Entries taken from a collection:
════

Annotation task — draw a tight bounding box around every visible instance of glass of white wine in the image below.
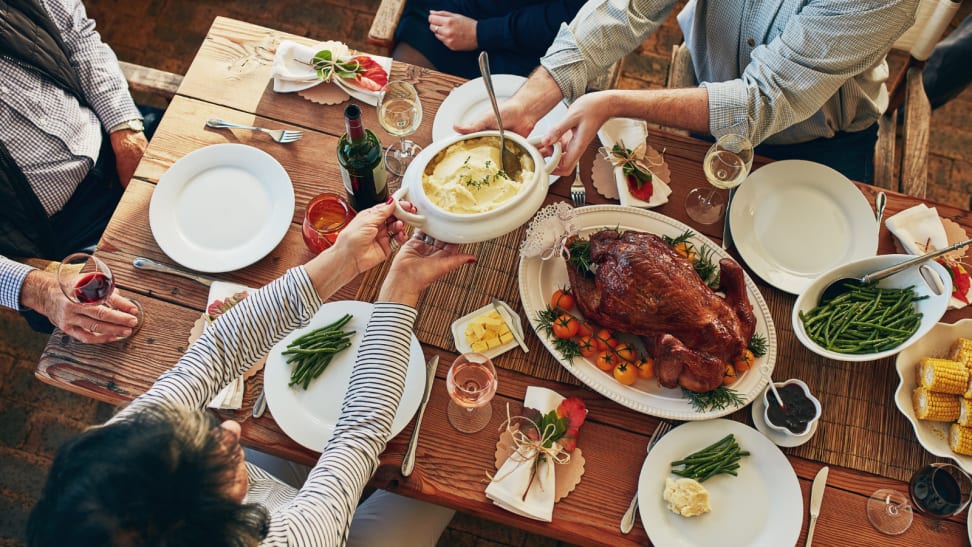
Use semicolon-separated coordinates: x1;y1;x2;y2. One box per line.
378;80;422;176
685;134;753;224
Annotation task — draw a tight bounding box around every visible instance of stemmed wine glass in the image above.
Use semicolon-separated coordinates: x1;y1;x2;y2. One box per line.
867;463;972;536
685;133;753;224
446;353;497;433
57;253;144;340
378;80;422;176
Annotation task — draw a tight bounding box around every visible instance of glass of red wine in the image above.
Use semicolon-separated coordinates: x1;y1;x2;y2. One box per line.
867;463;972;535
57;253;143;336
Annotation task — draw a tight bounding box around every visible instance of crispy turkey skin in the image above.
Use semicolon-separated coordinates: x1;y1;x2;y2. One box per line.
567;230;756;393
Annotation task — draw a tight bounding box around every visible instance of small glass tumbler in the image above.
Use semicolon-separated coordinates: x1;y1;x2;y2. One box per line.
301;192;356;254
446;353;497;433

════

▶ _What is needed_:
Rewrite the lines starting with the one that contains "skin in the image above." and going on through the last line, swapping "small glass tumbler" for "short drinking glass" and leaving everything else unchanged.

▶ _Solved problem_:
Annotation task — draw a tight bounding box around every visible instance of crispy turkey skin in the image above.
Use semicolon-separated coordinates: x1;y1;x2;y2. One box per line.
567;230;756;393
Annotation task — draw a tight bounding box around every visible instance of short drinking glass in the image above.
Use semicolon-separated coordinates: x1;y1;x2;y2. One box per line.
301;192;356;254
446;353;497;433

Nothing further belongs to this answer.